### Auszug
● ● ● ● ● ● ●

Gisela Getty
in Weissensee
Gisela Getty und ihre Fotoausstellung "Ashes to Rishikesh"
im Ryan Mendoza Studio
Bild und Text: Lutz Röhrig
Kunst bewegt uns Menschen emotional, öffnet das Bewusstsein für Themen, denen wir uns sonst verschließen. Setzt man dies als Maßstab an, so gehört die Ausstellung „Ashes to Rishikesh“ der Fotografin Gisela Getty (Kurator Joachim Bosse) sicher zu den wichtigsten, aber auch den thematisch schwierigsten der „Art Week Berlin 2025“.
Möchte man das Ende des Lebens verstehen, so muss man an dessen Anfang gehen. Die Fotografin Gisela Getty, 1974 bis 1993 verheiratet mit dem Milliardärs-Erben Paul Getty III, gehörte mit ihrer Zwillingsschwester Jutta Winkemann zu den Ikonen der 1970er Jahre und der „68er“ – Bewegung. Einer Zeit, die geprägt war von sexuellen Experimenten, Drogen und dem Abstreifen gesellschaftlicher, längst als überholt empfundener Normen. Es entstanden neue Formen des Zusammenlebens, wie sie in der zunächst in Berlin und später in München ansässigen „Kommune 1“ oder dem Münchner „Harem“ erprobt wurden. Dementsprechend gehörte Uschi Obermaier und vor allem Rainer Langhans zu den gemeinsamen Wegbegleitern der beiden Zwillingsschwestern, deren Lebensweg am 3. April 1949 in Kassel begann.

● ● ● ● ● ● ●

### Aufgaben
a - Schreib aus dem Artikel über Gisela Getty die Stelle von „Möchte man das“ bis „in Kassel begann.“ heraus, beide eingeschlossen.
b - Beantworte diese Fragen zum Artikel über Gisela Getty:
(i) Wer ist Kurator der Ausstellung „Ashes to Rishikesh“?
(ii) Mit wem war Gisela Getty von 1974 bis 1993 verheiratet?
(iii) Wann und wo begann der Lebensweg der beiden Zwillingsschwestern?
Die Zeilen weiter unten braucht man hier nicht.

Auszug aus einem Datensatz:

● ● ● ● ● ● ●

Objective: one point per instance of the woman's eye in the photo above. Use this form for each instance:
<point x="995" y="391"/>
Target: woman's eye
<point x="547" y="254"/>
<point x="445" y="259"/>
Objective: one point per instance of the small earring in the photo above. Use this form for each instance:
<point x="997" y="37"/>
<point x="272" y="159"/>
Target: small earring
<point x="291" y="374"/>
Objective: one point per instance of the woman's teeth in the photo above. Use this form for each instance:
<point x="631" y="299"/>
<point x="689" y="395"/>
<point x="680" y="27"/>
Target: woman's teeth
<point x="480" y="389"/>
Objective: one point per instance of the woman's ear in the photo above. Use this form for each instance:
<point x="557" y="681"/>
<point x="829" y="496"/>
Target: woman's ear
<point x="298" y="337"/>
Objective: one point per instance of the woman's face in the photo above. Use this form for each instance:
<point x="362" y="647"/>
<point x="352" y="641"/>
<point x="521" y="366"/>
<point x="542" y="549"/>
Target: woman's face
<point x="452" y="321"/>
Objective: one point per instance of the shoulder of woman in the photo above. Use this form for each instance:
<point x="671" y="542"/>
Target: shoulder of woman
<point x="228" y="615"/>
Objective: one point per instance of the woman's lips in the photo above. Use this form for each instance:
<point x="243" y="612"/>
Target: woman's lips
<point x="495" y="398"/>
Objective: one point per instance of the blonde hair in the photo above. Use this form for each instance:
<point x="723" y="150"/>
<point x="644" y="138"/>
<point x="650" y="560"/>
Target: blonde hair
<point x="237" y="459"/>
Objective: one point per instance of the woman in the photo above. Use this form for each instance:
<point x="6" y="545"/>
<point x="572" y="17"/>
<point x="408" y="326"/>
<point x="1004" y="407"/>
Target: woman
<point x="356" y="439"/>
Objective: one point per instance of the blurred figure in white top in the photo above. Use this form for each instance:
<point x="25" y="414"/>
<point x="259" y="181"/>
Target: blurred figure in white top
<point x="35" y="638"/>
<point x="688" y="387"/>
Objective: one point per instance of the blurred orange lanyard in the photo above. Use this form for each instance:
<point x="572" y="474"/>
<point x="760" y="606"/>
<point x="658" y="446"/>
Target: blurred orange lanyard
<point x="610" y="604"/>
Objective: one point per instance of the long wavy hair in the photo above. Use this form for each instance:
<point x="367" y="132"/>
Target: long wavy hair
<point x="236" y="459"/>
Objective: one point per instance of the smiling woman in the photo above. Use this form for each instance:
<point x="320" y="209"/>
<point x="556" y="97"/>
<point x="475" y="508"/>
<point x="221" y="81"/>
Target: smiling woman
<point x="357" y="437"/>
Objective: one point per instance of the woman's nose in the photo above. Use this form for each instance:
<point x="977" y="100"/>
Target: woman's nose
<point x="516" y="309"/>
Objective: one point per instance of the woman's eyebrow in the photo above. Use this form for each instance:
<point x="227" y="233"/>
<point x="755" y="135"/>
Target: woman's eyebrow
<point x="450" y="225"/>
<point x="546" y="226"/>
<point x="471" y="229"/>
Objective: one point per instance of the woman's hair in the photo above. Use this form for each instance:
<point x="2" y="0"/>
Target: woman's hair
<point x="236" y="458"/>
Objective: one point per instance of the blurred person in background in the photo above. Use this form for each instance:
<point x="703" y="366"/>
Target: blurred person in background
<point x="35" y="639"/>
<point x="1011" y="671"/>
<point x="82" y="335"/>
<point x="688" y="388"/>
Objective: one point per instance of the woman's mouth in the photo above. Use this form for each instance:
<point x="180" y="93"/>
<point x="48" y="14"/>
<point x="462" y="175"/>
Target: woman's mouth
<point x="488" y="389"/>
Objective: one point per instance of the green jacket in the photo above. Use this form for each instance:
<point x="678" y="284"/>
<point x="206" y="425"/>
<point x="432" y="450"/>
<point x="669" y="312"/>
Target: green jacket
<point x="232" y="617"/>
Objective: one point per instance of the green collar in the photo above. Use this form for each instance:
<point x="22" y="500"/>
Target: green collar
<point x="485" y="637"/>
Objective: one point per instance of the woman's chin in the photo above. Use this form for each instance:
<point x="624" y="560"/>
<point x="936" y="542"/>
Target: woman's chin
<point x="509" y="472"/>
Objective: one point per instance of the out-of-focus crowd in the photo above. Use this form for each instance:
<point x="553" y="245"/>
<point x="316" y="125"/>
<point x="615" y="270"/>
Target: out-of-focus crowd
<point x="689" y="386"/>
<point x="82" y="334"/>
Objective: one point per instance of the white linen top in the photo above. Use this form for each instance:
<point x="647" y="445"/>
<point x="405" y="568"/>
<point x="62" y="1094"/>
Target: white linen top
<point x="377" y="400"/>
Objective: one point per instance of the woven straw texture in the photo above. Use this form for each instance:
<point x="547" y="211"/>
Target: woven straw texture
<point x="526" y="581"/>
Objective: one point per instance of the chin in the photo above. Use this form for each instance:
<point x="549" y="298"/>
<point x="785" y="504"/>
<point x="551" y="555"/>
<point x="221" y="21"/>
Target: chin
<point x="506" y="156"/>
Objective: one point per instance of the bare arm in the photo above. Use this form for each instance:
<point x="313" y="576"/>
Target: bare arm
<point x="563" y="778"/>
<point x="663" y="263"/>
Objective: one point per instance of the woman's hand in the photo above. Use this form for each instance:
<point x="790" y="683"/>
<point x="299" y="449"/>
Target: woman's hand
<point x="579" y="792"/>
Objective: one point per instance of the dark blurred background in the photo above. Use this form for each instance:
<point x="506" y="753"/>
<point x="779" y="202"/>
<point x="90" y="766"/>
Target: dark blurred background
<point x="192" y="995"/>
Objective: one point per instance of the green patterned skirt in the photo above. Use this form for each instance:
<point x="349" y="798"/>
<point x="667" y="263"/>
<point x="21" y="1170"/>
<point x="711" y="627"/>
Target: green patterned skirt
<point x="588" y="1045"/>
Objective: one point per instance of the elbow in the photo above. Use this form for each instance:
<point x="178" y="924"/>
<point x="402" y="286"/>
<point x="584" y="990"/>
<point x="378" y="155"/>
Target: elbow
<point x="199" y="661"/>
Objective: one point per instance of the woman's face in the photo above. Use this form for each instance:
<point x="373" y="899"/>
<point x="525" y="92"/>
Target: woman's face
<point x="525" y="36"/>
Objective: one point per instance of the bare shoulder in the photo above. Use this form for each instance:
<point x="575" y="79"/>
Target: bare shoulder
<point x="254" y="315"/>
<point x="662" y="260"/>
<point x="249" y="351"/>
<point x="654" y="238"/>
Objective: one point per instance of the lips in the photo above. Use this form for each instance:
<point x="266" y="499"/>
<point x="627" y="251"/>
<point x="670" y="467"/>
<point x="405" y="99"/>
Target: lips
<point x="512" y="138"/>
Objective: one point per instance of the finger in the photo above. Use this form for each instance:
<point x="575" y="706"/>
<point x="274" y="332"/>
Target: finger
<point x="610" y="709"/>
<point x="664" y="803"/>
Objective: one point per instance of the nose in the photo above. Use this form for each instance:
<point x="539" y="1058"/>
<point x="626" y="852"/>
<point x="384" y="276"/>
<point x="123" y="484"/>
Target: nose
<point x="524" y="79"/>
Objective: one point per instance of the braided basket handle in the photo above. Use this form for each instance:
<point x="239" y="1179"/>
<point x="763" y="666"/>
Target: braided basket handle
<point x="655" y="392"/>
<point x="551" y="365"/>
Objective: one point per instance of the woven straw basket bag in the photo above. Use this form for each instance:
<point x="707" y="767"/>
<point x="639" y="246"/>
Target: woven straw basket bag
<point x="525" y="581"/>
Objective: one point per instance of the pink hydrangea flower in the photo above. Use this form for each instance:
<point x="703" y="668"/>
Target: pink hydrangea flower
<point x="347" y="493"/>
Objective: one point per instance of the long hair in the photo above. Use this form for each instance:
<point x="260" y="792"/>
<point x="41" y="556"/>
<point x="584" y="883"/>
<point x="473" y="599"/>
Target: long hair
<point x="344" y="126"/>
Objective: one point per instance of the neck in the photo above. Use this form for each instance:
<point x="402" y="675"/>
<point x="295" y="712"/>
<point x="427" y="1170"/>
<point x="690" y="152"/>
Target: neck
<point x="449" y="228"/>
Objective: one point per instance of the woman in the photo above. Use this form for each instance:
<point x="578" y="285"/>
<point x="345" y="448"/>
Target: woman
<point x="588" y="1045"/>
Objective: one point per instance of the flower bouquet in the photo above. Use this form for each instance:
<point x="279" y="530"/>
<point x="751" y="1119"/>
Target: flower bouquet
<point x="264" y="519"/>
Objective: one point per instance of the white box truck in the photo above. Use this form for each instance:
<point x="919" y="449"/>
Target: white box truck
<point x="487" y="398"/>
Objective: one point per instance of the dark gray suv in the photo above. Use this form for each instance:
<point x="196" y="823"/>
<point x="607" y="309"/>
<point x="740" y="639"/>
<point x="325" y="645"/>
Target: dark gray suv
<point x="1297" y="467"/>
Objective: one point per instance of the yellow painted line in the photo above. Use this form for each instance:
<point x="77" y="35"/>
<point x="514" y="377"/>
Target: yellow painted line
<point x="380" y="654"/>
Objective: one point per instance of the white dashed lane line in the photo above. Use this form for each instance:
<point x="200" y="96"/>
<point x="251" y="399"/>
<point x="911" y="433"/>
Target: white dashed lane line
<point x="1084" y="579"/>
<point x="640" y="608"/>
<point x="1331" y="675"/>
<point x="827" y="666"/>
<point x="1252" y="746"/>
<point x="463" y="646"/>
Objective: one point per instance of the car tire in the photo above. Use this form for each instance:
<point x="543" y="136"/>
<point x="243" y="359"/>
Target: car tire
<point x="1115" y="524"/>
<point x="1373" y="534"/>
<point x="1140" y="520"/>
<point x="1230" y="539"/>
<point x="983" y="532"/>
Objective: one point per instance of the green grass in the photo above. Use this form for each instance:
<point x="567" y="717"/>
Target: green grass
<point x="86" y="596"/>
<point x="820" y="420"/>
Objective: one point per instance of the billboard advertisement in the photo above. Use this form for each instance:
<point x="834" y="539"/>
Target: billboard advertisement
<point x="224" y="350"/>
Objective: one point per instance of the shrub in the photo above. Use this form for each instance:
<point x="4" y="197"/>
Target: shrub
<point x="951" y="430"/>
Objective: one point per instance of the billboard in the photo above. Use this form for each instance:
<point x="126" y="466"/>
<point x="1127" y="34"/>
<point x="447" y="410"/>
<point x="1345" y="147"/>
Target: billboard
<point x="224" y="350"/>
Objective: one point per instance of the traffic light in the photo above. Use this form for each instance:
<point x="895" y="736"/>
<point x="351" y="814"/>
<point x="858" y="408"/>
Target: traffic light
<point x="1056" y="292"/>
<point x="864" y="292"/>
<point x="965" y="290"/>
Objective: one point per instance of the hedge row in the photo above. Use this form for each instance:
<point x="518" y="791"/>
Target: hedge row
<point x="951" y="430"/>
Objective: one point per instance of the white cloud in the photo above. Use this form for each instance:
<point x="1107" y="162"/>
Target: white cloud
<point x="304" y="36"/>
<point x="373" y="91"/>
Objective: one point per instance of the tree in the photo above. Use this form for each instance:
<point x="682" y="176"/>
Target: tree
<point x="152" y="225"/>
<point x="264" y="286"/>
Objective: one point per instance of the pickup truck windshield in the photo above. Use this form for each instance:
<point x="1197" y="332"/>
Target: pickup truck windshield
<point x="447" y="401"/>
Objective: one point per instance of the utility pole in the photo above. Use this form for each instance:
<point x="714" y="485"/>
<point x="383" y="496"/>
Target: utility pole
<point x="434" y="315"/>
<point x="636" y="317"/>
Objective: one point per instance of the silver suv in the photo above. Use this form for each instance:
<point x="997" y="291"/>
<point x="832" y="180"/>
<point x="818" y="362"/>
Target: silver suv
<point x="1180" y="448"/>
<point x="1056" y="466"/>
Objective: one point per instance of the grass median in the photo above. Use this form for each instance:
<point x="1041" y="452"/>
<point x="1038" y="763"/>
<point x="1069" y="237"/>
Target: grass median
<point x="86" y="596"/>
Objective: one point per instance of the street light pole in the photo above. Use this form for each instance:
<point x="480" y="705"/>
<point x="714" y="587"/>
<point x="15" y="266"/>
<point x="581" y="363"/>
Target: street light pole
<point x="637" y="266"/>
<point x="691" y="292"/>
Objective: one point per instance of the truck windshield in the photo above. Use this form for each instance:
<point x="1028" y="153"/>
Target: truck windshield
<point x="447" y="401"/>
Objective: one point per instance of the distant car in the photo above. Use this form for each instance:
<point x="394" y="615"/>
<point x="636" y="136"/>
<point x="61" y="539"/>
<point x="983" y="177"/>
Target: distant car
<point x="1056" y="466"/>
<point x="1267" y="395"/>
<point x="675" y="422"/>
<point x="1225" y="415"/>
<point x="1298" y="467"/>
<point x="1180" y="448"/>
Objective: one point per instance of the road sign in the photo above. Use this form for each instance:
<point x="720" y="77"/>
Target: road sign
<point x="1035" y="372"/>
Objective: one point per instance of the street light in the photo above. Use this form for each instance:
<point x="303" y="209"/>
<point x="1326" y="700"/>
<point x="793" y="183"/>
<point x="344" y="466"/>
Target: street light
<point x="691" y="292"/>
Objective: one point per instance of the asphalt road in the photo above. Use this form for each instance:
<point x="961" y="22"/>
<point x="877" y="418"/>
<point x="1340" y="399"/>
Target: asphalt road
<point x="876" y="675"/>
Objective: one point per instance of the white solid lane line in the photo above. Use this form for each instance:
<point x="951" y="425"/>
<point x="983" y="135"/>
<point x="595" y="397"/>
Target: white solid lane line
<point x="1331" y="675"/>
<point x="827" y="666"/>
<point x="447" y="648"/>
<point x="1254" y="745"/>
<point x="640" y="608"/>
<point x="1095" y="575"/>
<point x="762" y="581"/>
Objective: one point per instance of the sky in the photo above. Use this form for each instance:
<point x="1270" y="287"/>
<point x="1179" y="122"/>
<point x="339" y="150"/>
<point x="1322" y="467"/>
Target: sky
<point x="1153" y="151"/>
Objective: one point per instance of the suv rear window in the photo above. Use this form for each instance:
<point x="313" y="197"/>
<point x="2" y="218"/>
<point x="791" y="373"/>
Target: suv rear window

● ● ● ● ● ● ●

### Lösungen
a -
Möchte man das Ende des Lebens verstehen, so muss man an dessen Anfang gehen. Die Fotografin Gisela Getty, 1974 bis 1993 verheiratet mit dem Milliardärs-Erben Paul Getty III, gehörte mit ihrer Zwillingsschwester Jutta Winkemann zu den Ikonen der 1970er Jahre und der „68er“ – Bewegung. Einer Zeit, die geprägt war von sexuellen Experimenten, Drogen und dem Abstreifen gesellschaftlicher, längst als überholt empfundener Normen. Es entstanden neue Formen des Zusammenlebens, wie sie in der zunächst in Berlin und später in München ansässigen „Kommune 1“ oder dem Münchner „Harem“ erprobt wurden. Dementsprechend gehörte Uschi Obermaier und vor allem Rainer Langhans zu den gemeinsamen Wegbegleitern der beiden Zwillingsschwestern, deren Lebensweg am 3. April 1949 in Kassel begann.

b -
(i) Joachim Bosse
(ii) Mit dem Milliardärs-Erben Paul Getty III
(iii) Am 3. April 1949 in Kassel